_TO DO:_
Output the first line of the listing and each line after it, up to and including the line that contains "# Target: sandy dune", exactly as written, minus the pictures.

_EXTRACTED DATA:_
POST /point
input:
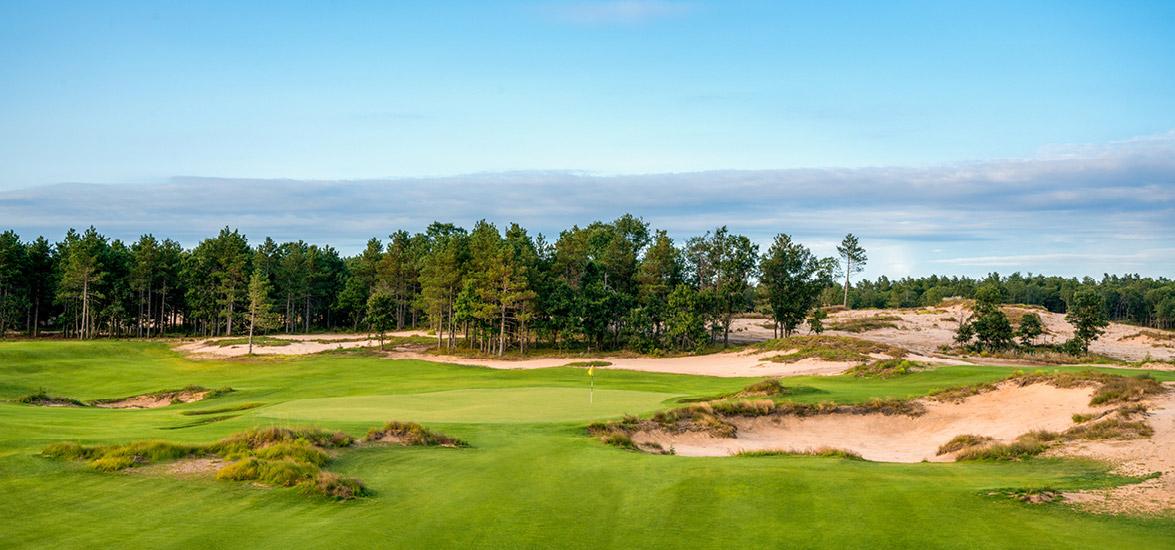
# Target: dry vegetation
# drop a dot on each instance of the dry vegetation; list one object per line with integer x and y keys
{"x": 270, "y": 456}
{"x": 827, "y": 348}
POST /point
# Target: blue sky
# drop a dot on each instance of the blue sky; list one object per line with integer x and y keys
{"x": 142, "y": 93}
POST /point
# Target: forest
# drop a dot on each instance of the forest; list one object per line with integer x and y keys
{"x": 604, "y": 286}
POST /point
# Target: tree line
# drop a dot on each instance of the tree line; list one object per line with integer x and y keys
{"x": 603, "y": 286}
{"x": 1129, "y": 299}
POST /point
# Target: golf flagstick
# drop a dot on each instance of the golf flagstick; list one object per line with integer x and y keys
{"x": 591, "y": 391}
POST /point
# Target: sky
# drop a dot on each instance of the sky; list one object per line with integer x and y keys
{"x": 955, "y": 138}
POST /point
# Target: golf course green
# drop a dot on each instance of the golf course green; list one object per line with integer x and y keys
{"x": 530, "y": 478}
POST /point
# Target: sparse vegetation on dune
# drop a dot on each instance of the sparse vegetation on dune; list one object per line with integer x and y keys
{"x": 824, "y": 451}
{"x": 864, "y": 324}
{"x": 274, "y": 456}
{"x": 962, "y": 442}
{"x": 257, "y": 341}
{"x": 827, "y": 348}
{"x": 886, "y": 368}
{"x": 411, "y": 434}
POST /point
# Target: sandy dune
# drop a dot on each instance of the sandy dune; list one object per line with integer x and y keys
{"x": 925, "y": 329}
{"x": 1002, "y": 415}
{"x": 1135, "y": 457}
{"x": 302, "y": 344}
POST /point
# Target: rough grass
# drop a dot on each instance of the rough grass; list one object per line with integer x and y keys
{"x": 411, "y": 434}
{"x": 221, "y": 409}
{"x": 886, "y": 368}
{"x": 823, "y": 451}
{"x": 42, "y": 398}
{"x": 713, "y": 417}
{"x": 766, "y": 388}
{"x": 827, "y": 348}
{"x": 170, "y": 394}
{"x": 589, "y": 363}
{"x": 1024, "y": 447}
{"x": 273, "y": 456}
{"x": 257, "y": 341}
{"x": 864, "y": 324}
{"x": 960, "y": 442}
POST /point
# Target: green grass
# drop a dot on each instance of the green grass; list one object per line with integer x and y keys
{"x": 530, "y": 478}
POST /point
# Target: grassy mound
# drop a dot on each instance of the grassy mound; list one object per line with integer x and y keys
{"x": 589, "y": 363}
{"x": 42, "y": 398}
{"x": 713, "y": 417}
{"x": 823, "y": 451}
{"x": 273, "y": 456}
{"x": 257, "y": 341}
{"x": 864, "y": 324}
{"x": 766, "y": 388}
{"x": 960, "y": 442}
{"x": 411, "y": 434}
{"x": 827, "y": 348}
{"x": 886, "y": 368}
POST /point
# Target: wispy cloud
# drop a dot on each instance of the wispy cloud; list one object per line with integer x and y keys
{"x": 610, "y": 12}
{"x": 1109, "y": 210}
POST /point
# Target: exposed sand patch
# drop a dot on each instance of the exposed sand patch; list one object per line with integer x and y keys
{"x": 302, "y": 344}
{"x": 153, "y": 401}
{"x": 1002, "y": 415}
{"x": 925, "y": 329}
{"x": 729, "y": 364}
{"x": 1134, "y": 457}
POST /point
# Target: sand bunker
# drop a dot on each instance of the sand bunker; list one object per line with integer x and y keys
{"x": 154, "y": 401}
{"x": 1134, "y": 457}
{"x": 300, "y": 344}
{"x": 1002, "y": 415}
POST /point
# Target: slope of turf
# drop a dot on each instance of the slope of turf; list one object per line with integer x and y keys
{"x": 531, "y": 478}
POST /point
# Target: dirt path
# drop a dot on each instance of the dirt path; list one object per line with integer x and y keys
{"x": 1002, "y": 415}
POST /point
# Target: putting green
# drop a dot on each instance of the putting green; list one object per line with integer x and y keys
{"x": 475, "y": 406}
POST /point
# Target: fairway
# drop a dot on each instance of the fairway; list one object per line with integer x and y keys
{"x": 530, "y": 478}
{"x": 475, "y": 406}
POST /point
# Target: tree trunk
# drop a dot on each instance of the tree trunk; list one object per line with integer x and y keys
{"x": 848, "y": 268}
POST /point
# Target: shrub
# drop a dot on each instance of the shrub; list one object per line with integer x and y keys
{"x": 823, "y": 451}
{"x": 886, "y": 369}
{"x": 962, "y": 442}
{"x": 1115, "y": 428}
{"x": 299, "y": 450}
{"x": 411, "y": 434}
{"x": 766, "y": 388}
{"x": 44, "y": 398}
{"x": 1025, "y": 447}
{"x": 68, "y": 450}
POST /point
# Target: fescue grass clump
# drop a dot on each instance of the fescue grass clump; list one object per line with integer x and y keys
{"x": 122, "y": 456}
{"x": 1114, "y": 428}
{"x": 1024, "y": 447}
{"x": 823, "y": 451}
{"x": 221, "y": 409}
{"x": 864, "y": 324}
{"x": 589, "y": 363}
{"x": 766, "y": 388}
{"x": 960, "y": 442}
{"x": 410, "y": 434}
{"x": 42, "y": 398}
{"x": 886, "y": 368}
{"x": 827, "y": 348}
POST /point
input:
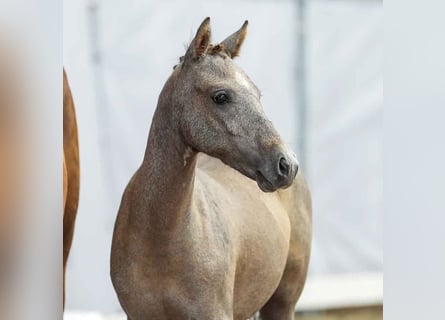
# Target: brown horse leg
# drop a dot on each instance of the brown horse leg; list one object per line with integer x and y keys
{"x": 281, "y": 306}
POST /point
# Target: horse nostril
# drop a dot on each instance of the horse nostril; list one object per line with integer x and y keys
{"x": 283, "y": 167}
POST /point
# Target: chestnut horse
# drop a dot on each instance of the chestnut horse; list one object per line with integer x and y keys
{"x": 71, "y": 172}
{"x": 195, "y": 236}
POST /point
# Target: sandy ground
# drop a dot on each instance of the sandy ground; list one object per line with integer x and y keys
{"x": 364, "y": 313}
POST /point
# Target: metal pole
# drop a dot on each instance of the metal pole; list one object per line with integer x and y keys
{"x": 301, "y": 84}
{"x": 102, "y": 114}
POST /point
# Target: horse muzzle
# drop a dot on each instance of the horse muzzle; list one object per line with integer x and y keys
{"x": 278, "y": 173}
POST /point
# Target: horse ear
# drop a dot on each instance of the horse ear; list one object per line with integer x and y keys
{"x": 200, "y": 42}
{"x": 233, "y": 43}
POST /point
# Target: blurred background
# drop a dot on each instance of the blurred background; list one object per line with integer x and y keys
{"x": 318, "y": 64}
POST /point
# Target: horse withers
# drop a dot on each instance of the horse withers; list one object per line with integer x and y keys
{"x": 216, "y": 222}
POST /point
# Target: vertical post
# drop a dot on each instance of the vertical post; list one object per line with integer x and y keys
{"x": 301, "y": 84}
{"x": 102, "y": 112}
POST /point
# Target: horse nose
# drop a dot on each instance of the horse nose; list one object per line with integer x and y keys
{"x": 283, "y": 167}
{"x": 286, "y": 166}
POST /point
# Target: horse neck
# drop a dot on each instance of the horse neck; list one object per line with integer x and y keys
{"x": 166, "y": 176}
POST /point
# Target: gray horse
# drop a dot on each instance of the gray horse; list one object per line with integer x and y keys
{"x": 195, "y": 238}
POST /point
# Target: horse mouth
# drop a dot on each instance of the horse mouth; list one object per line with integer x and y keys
{"x": 264, "y": 184}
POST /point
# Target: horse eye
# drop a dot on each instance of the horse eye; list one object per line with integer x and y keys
{"x": 221, "y": 97}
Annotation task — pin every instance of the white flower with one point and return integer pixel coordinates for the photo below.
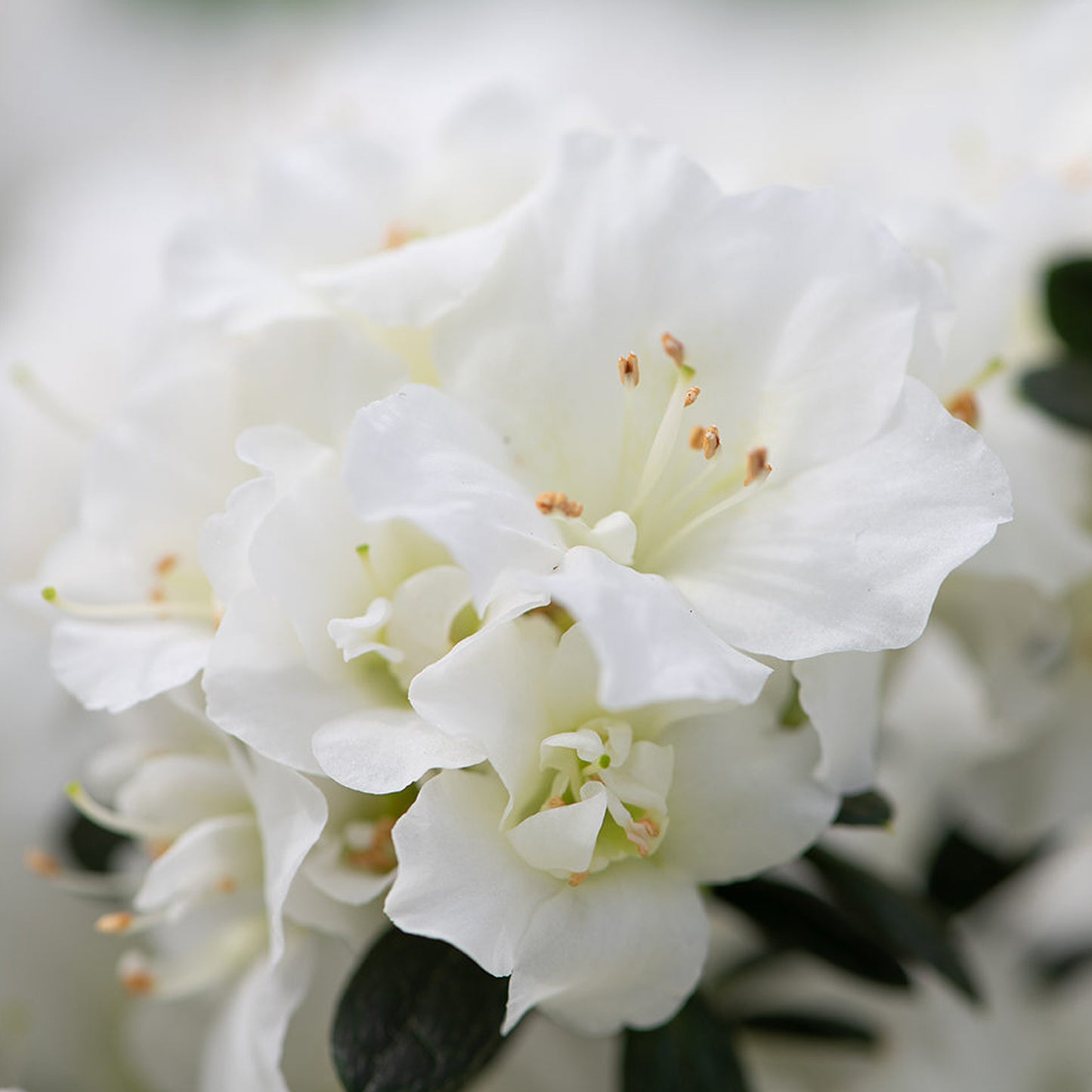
(576, 868)
(828, 496)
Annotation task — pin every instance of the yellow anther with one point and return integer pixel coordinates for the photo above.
(711, 441)
(42, 863)
(964, 407)
(674, 348)
(138, 982)
(120, 922)
(549, 503)
(630, 373)
(757, 466)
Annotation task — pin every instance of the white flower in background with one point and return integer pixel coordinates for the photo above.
(576, 865)
(807, 500)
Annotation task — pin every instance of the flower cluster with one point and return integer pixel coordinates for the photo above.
(518, 565)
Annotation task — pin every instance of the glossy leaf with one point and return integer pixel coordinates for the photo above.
(419, 1016)
(1064, 391)
(865, 809)
(694, 1052)
(898, 920)
(793, 917)
(1069, 305)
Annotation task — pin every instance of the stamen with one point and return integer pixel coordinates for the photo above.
(757, 466)
(674, 348)
(630, 373)
(119, 922)
(711, 441)
(156, 608)
(964, 407)
(114, 820)
(42, 863)
(549, 503)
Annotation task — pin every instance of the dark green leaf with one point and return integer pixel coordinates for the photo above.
(897, 918)
(1064, 391)
(821, 1025)
(91, 846)
(865, 809)
(419, 1016)
(1069, 305)
(692, 1053)
(964, 871)
(797, 918)
(1056, 967)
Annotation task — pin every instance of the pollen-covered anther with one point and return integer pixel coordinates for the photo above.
(119, 922)
(138, 982)
(757, 466)
(549, 503)
(42, 863)
(964, 407)
(630, 372)
(674, 348)
(711, 441)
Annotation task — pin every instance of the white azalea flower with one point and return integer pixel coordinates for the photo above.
(326, 620)
(809, 500)
(576, 868)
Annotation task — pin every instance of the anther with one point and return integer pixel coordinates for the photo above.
(757, 466)
(120, 922)
(42, 863)
(549, 503)
(674, 348)
(964, 407)
(711, 441)
(630, 373)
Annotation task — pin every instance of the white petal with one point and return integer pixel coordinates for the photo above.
(291, 816)
(209, 853)
(625, 947)
(561, 839)
(459, 878)
(849, 555)
(651, 645)
(744, 793)
(841, 694)
(417, 456)
(491, 690)
(116, 665)
(385, 750)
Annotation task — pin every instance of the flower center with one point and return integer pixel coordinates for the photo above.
(605, 800)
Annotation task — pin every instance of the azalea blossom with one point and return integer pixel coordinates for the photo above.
(757, 473)
(574, 865)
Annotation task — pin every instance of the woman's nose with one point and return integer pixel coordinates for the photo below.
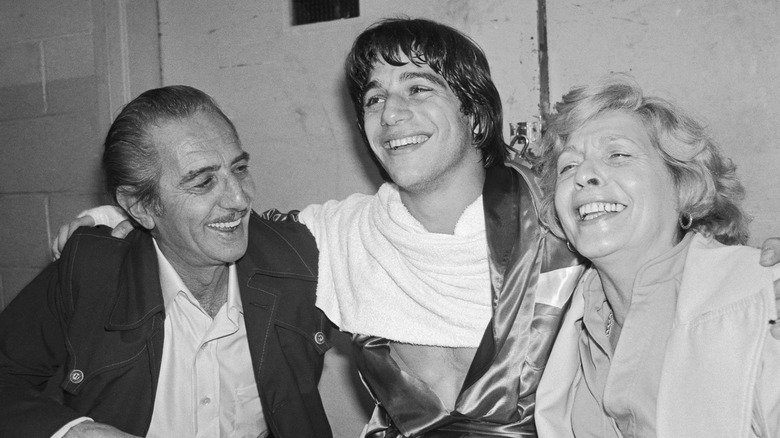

_ANSWER SECTION:_
POST /point
input:
# Target: dry vegetation
# drop a dot on each instance of the dry vegetation; list one object per line with integer x and y keys
{"x": 270, "y": 456}
{"x": 827, "y": 348}
POST /point
# Target: blue sky
# drop a dot on each instance of the blue sky; list one object per line with integer x and y keys
{"x": 142, "y": 93}
POST /point
# Target: forest
# drop a dot on each instance of the forest; list one object per line with integer x and y keys
{"x": 604, "y": 286}
POST /point
# Target: tree line
# drop a dot on each instance of the tree line; list one object per line with integer x and y keys
{"x": 603, "y": 286}
{"x": 1129, "y": 299}
POST /point
# Target: golf flagstick
# drop a dot on each instance of the golf flagstick; list one object per line with integer x and y keys
{"x": 591, "y": 391}
POST /point
# Target: sky
# drop a dot on each instance of the sky; list one object per line with integer x and y keys
{"x": 955, "y": 138}
POST /point
# Target: golf course green
# drop a dot on each instance of the golf course green; list one object per line with integer x and y keys
{"x": 530, "y": 478}
POST /point
# Target: sparse vegetation on dune
# drop a dot on each instance of the sparse vegetation on dune; list one object per line with integer x and y keys
{"x": 824, "y": 451}
{"x": 864, "y": 324}
{"x": 274, "y": 456}
{"x": 962, "y": 442}
{"x": 257, "y": 341}
{"x": 827, "y": 348}
{"x": 886, "y": 368}
{"x": 411, "y": 434}
POST /point
# Target: sandy dune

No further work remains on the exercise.